* _EXERCISE_:
Rewrite the listing below from its beginning through the line containing "0,40,600,322", replacing "endpoint" with "service" and changing nothing else. Omit the pictures from your answer.

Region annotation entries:
▶

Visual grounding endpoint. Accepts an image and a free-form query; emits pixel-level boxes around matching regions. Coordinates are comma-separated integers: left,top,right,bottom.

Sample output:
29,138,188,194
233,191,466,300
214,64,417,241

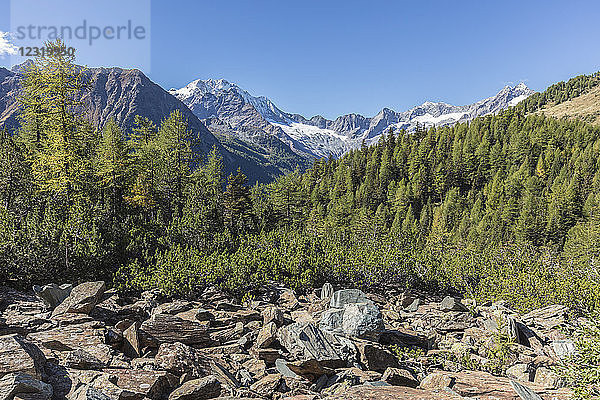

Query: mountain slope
0,66,306,183
170,79,534,158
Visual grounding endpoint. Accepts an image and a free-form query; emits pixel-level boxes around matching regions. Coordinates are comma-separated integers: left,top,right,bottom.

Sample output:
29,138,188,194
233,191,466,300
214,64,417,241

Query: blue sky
0,0,600,118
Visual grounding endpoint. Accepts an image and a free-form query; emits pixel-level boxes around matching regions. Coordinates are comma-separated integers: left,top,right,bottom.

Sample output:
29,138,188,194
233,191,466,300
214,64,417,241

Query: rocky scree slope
0,282,578,400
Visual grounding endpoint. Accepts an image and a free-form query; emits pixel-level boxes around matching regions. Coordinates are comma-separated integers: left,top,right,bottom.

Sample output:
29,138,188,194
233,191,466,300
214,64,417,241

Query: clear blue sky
0,0,600,118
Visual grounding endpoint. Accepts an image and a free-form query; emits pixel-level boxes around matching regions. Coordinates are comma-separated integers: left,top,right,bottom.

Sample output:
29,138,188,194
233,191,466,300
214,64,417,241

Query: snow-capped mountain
169,79,534,157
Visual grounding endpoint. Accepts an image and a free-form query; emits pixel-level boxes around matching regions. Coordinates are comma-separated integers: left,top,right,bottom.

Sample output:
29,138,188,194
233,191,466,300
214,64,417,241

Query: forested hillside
0,40,600,322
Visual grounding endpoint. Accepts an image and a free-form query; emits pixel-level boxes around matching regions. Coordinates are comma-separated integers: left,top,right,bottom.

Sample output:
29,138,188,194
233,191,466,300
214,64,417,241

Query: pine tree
223,168,254,234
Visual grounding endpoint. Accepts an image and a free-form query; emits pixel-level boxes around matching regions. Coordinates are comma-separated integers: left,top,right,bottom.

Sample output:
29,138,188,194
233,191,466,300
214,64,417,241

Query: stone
27,324,116,365
391,292,417,308
381,368,419,388
52,281,106,317
406,298,421,312
250,374,282,398
210,322,244,344
255,322,277,349
0,334,46,380
152,300,193,315
506,363,532,382
242,359,266,380
154,342,212,378
0,372,52,400
510,381,542,400
356,341,399,372
123,321,142,358
342,304,384,341
140,314,212,346
419,372,455,390
440,296,469,312
169,375,221,400
277,323,356,368
195,308,215,321
533,367,565,389
275,358,300,379
321,282,333,300
250,347,281,365
68,385,114,400
319,308,344,333
329,289,373,308
263,306,283,327
63,349,108,369
286,360,335,382
551,339,575,360
279,289,300,311
33,283,73,309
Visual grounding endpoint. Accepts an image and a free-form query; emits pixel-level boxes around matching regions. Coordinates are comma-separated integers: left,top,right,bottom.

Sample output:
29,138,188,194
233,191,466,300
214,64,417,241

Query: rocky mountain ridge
169,79,534,158
0,282,582,400
0,65,306,183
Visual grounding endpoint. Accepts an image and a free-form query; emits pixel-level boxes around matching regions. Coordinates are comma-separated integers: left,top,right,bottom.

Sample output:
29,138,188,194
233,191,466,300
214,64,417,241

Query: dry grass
537,86,600,125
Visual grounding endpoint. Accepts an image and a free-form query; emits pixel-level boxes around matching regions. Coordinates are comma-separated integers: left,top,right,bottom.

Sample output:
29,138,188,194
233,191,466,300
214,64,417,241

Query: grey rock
169,375,221,400
406,298,421,312
33,283,73,309
381,367,419,388
63,349,107,370
551,339,575,360
140,314,211,345
0,372,52,400
440,296,469,311
321,282,333,300
277,323,356,368
510,380,542,400
154,343,212,378
52,281,106,317
342,304,384,341
0,334,46,380
329,289,373,308
275,358,300,379
319,308,344,333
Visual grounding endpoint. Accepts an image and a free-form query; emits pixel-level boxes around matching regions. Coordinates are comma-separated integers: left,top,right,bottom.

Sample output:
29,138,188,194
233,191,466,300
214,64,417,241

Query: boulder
255,322,277,349
381,368,419,388
123,321,142,358
506,363,532,382
62,349,108,369
356,341,399,372
419,372,456,390
533,367,565,389
263,306,283,326
33,283,73,309
0,334,46,380
169,375,221,400
250,374,283,398
277,323,356,368
440,296,469,312
52,281,106,317
342,304,384,341
319,308,344,334
140,314,212,346
154,343,211,378
0,372,52,400
321,282,333,300
329,289,373,308
27,324,116,365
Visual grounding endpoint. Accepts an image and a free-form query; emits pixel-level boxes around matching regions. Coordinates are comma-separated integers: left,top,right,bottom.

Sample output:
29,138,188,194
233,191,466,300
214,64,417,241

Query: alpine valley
0,65,534,182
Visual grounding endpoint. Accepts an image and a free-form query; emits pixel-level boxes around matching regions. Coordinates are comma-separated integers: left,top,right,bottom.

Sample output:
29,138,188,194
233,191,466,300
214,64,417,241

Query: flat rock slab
277,323,356,368
0,334,46,379
52,281,106,317
140,314,212,345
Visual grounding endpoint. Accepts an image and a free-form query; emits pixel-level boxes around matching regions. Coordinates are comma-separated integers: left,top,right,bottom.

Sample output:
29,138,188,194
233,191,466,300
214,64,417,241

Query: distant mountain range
169,79,535,158
0,65,534,182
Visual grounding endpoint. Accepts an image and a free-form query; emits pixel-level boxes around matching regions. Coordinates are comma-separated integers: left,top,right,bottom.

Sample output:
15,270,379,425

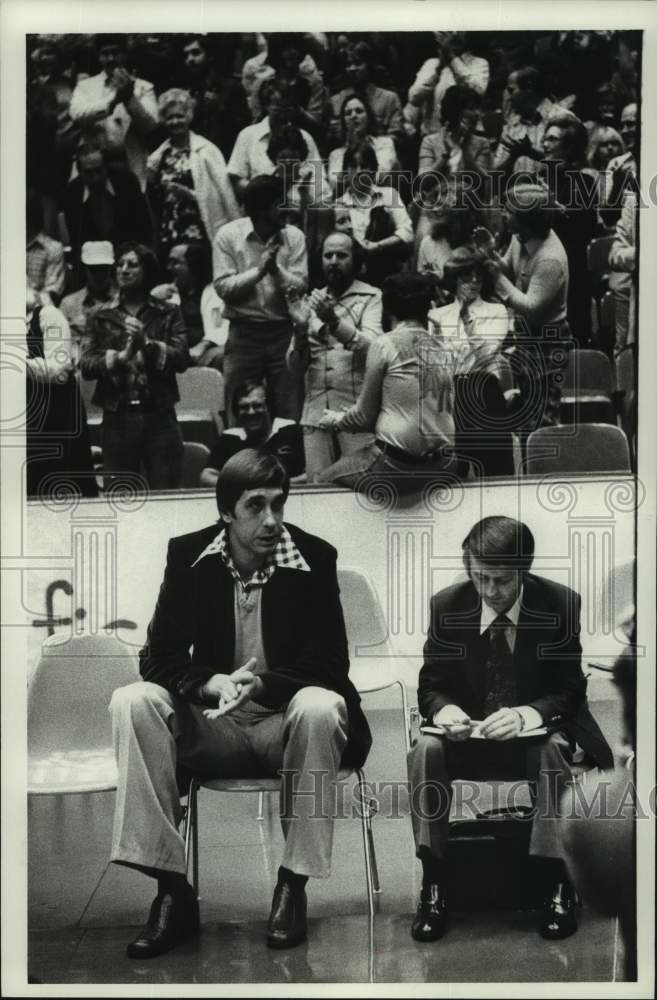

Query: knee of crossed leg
290,687,344,721
110,681,163,717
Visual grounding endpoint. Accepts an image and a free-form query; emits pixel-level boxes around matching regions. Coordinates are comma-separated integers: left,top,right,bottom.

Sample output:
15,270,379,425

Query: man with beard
214,176,308,420
201,379,303,486
110,449,372,959
288,233,382,482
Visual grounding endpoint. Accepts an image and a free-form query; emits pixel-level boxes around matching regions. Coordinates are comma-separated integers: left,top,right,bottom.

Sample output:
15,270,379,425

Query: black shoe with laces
126,886,200,958
411,882,448,941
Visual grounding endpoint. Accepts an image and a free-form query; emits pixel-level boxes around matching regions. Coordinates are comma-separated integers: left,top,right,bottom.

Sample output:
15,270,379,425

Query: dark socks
420,848,447,889
278,865,308,892
157,871,193,896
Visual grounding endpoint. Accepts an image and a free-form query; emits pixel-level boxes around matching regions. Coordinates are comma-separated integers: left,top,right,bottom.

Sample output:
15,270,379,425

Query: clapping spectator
331,42,402,142
62,143,153,270
287,232,382,482
25,191,66,305
228,80,326,201
201,379,303,486
70,35,158,191
81,243,189,490
408,31,490,135
148,89,240,260
336,142,413,287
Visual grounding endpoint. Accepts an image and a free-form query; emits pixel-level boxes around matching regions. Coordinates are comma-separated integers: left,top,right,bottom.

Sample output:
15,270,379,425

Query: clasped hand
433,705,522,742
203,656,260,719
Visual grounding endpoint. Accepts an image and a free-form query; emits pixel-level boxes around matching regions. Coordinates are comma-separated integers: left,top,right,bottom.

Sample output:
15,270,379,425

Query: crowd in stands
26,31,641,496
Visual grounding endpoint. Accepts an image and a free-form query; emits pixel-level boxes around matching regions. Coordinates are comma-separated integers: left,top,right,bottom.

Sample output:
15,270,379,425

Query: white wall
18,477,634,696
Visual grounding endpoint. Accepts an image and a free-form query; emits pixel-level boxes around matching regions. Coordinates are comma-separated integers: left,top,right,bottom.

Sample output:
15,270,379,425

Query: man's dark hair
231,378,267,419
267,125,308,163
116,241,161,293
382,273,434,326
321,229,365,276
244,174,285,218
185,240,212,289
94,33,128,52
216,448,290,514
462,515,534,574
340,94,379,136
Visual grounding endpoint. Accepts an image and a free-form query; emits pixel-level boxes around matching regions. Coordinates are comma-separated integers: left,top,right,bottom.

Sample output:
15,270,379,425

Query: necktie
484,615,516,716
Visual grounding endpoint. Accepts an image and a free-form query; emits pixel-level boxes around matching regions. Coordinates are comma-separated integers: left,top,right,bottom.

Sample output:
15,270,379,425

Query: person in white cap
61,240,118,345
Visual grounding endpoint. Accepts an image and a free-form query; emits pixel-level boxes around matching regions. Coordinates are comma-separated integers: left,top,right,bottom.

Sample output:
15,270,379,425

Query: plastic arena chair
183,567,411,914
559,350,616,424
27,635,139,795
524,424,630,476
176,368,226,445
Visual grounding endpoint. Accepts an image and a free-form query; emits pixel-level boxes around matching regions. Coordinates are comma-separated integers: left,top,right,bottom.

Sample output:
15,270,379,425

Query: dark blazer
62,168,153,261
418,573,613,768
140,523,372,767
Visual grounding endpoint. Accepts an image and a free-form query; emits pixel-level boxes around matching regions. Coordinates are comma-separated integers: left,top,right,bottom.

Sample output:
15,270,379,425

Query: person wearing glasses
201,379,304,487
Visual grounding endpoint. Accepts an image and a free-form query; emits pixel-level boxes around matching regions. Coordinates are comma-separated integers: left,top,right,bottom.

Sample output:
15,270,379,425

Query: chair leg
395,680,411,753
183,778,198,896
356,768,378,915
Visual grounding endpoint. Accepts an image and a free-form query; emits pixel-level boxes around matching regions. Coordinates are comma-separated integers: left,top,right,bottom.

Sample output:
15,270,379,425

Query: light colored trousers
303,426,374,483
110,681,347,878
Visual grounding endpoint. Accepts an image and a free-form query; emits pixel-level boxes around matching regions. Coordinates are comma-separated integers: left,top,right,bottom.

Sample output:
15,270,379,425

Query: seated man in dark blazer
111,449,371,958
409,517,613,941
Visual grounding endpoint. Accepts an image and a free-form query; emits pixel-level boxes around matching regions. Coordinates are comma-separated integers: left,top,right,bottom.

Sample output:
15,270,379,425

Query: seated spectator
70,34,158,191
336,142,413,286
586,125,625,176
151,243,228,371
268,32,330,144
62,142,153,268
227,80,327,202
408,31,490,135
319,274,453,495
201,379,303,486
328,95,399,196
25,191,66,305
25,286,98,497
214,176,308,420
148,89,240,260
287,233,382,482
177,34,251,159
81,243,189,490
418,84,491,177
331,42,403,142
429,247,514,478
61,240,118,350
609,191,638,354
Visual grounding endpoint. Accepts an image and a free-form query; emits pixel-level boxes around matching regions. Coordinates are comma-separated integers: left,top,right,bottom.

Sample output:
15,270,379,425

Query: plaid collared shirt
192,527,310,593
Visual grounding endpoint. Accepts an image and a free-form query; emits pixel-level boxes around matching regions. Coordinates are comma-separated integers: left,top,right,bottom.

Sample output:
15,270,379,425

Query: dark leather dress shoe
411,882,447,941
267,882,307,948
540,881,582,941
126,891,199,958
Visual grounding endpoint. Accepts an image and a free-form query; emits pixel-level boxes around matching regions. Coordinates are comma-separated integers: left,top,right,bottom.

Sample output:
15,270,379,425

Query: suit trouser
408,733,572,859
110,681,347,878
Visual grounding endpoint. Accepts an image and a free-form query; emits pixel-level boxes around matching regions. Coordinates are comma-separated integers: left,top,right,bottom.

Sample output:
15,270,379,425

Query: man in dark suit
111,449,371,958
409,517,613,941
62,146,153,272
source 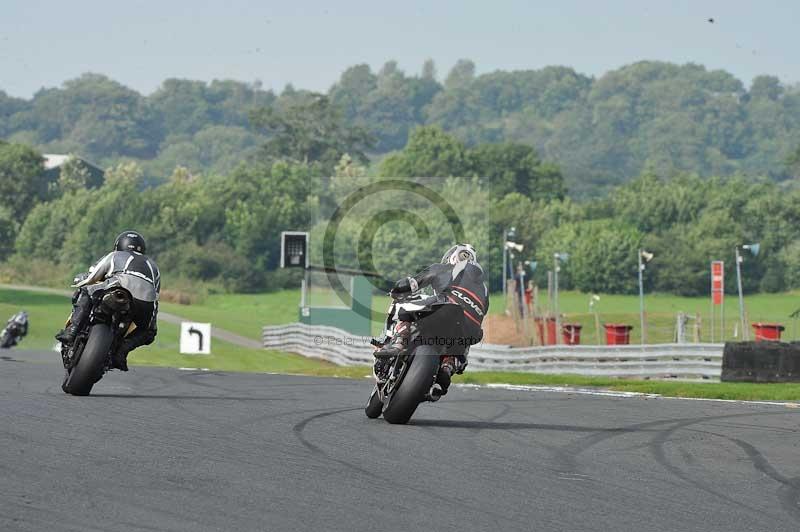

◀

* _FINISHED TASK_:
Visual grounding service. Accepts an image and a free-form query; emits pixel-level boxes around matching regions. Coordinates are comma-separated integers: left,top,right,bottom.

Sample output:
29,138,188,194
233,191,466,300
214,64,417,241


Query: mountain slope
0,66,306,183
170,79,534,158
Visual grounding service. Accepts an image and a free-form query; emits pixel-level boxes around matching regions. Coordinates are comma-separated integers: left,top,right,bottom.

Sample output:
29,138,188,194
233,191,466,300
214,64,417,241

Query: blue sky
0,0,600,118
Visual grounding service. Accepts an image and a free-form query; emits pixel-level boxes around matching regions. Coordinates are comma-separated integers: left,top,right,bottom.

Sample output:
29,138,188,194
233,191,466,300
214,64,417,241

Query: rocky scree slope
0,282,578,400
Visual grounding service. Accepts an image and a free-form query; emits pixel-level boxes around matching regions. Coordinates are comma-separated integers: left,top,right,bottom.

Sample output:
29,138,188,194
233,191,466,300
214,64,417,241

Query: clear blue sky
0,0,600,118
Visual grounding service. Accepts an image and a free-form query; emits pixel-level boxes around matching regions. Coordinates are comma-separated integers: left,top,right,bottom.

Sample output:
29,138,188,194
233,191,466,300
214,64,417,241

Query: snow-capped mountain
169,79,534,157
Visual grounding service. Accepts an image and a free-form query; emits pixel-level boxes around matching regions. Coordinates are comma-separated integers: left,top,right,bottom.

Sample output:
29,138,188,194
233,191,466,300
214,64,417,241

Query: forested hillside
0,40,600,322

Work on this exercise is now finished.